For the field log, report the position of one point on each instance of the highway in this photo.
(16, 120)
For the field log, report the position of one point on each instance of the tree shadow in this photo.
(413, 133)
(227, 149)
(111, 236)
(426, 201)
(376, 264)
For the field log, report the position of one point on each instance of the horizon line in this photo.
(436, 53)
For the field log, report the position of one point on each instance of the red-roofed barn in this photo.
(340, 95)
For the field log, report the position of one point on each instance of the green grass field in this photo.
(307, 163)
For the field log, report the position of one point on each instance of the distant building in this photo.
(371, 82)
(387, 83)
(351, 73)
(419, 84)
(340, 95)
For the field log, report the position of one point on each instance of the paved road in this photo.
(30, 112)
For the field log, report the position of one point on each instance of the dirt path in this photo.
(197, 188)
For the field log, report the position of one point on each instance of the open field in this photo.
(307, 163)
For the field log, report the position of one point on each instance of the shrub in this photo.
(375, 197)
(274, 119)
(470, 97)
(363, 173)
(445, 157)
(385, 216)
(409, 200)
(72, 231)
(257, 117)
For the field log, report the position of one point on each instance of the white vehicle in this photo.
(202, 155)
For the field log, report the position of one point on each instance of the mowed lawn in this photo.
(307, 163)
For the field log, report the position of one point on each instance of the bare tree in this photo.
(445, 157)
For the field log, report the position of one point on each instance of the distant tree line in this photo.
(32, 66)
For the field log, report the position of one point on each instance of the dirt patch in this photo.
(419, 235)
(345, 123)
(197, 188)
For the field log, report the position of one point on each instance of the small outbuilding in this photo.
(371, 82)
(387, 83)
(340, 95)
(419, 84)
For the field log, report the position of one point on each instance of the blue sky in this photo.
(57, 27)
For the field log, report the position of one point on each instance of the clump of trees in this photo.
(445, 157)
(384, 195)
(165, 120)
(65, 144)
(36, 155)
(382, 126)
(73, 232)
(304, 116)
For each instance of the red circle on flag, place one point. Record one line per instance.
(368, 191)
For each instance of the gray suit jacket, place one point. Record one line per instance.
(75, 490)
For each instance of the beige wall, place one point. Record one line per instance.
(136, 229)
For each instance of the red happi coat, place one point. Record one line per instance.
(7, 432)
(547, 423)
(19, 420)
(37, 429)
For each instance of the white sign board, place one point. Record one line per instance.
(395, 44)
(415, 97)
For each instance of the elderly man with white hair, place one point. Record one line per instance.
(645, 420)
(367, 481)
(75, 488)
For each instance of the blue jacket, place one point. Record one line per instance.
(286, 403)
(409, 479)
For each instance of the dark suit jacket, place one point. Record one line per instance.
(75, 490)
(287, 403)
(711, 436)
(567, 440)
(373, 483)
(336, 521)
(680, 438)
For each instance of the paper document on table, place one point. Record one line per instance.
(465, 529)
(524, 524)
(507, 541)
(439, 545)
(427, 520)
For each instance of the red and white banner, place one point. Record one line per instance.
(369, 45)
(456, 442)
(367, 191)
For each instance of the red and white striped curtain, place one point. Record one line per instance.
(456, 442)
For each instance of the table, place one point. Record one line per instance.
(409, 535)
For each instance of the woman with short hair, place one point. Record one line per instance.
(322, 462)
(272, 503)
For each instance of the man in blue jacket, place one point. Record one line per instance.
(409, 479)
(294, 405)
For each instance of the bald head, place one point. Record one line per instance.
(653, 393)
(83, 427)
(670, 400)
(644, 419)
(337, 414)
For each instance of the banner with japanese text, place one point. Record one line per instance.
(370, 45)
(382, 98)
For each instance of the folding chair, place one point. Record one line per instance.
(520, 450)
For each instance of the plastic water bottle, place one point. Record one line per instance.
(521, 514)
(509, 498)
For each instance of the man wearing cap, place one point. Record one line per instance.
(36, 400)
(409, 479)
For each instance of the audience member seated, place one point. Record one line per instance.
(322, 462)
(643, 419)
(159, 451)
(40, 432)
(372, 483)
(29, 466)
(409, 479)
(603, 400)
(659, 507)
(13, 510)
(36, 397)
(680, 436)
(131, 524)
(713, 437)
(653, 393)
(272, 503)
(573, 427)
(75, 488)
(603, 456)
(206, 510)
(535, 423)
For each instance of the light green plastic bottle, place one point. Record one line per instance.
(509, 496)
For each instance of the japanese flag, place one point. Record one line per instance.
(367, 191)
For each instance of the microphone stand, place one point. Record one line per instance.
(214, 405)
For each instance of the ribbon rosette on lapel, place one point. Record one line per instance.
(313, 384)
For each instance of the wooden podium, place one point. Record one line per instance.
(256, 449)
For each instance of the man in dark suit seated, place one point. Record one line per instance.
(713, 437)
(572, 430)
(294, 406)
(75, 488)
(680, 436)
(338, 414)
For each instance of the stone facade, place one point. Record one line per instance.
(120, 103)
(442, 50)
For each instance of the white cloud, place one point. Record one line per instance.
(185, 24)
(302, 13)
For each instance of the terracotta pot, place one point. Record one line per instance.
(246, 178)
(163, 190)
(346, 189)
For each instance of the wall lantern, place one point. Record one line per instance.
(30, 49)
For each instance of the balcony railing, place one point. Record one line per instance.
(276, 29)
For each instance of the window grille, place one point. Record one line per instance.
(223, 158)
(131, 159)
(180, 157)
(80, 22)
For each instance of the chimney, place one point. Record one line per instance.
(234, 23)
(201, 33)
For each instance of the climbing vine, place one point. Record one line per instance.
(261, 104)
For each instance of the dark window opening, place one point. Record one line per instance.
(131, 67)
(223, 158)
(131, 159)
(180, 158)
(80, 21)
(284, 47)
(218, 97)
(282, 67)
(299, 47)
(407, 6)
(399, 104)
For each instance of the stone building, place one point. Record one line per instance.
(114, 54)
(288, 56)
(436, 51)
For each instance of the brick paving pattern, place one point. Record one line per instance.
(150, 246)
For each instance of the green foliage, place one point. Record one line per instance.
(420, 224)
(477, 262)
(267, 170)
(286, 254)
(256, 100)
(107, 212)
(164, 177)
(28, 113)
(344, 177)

------------------------------------------------------------

### DIRECTIONS FOR THIS TASK:
Here the answer is the exact run of lines above, from the line with "For each instance of the wooden" down to the last, and nothing else.

### SOLUTION FOR THIS TASK:
For each instance of the wooden podium, place one point. Record one line per instance.
(256, 449)
For each instance of the man in dark suit seated, place one point. Record one line per instance.
(713, 437)
(572, 430)
(294, 406)
(75, 488)
(680, 436)
(338, 414)
For each instance of the stone facade, place one point. Record one line per instance.
(120, 103)
(442, 50)
For each instance of the white cloud, place one point. Record one line per instance.
(185, 24)
(302, 13)
For each instance of the terracotta pot, place one point. Record one line per instance.
(246, 178)
(163, 190)
(346, 189)
For each instance of the wall lantern, place one point. Record one line per instance.
(30, 49)
For each instance of the balcony railing, place one point. Record one line per instance.
(276, 29)
For each instance of the window grille, place one point. Record one line per instance.
(223, 158)
(131, 159)
(180, 157)
(80, 22)
For each instance of the chimney, place one point. Record one line per instance.
(234, 23)
(201, 33)
For each instance of the climbing vine, place one point. Record one line per instance.
(261, 104)
For each instance of the dark window opening, place one point. Record one line per instance.
(131, 67)
(223, 158)
(131, 159)
(180, 158)
(80, 21)
(284, 47)
(218, 97)
(282, 67)
(299, 47)
(407, 6)
(399, 104)
For each instance of the stone building, place one point. Record one line per instance.
(114, 54)
(288, 56)
(436, 51)
For each instance of the brick paving pattern, place one point. Record one line per instance.
(150, 246)
For each instance of the green foliage, place one point. Record one line per instance.
(420, 224)
(477, 262)
(267, 170)
(286, 254)
(256, 100)
(107, 212)
(164, 177)
(28, 113)
(344, 177)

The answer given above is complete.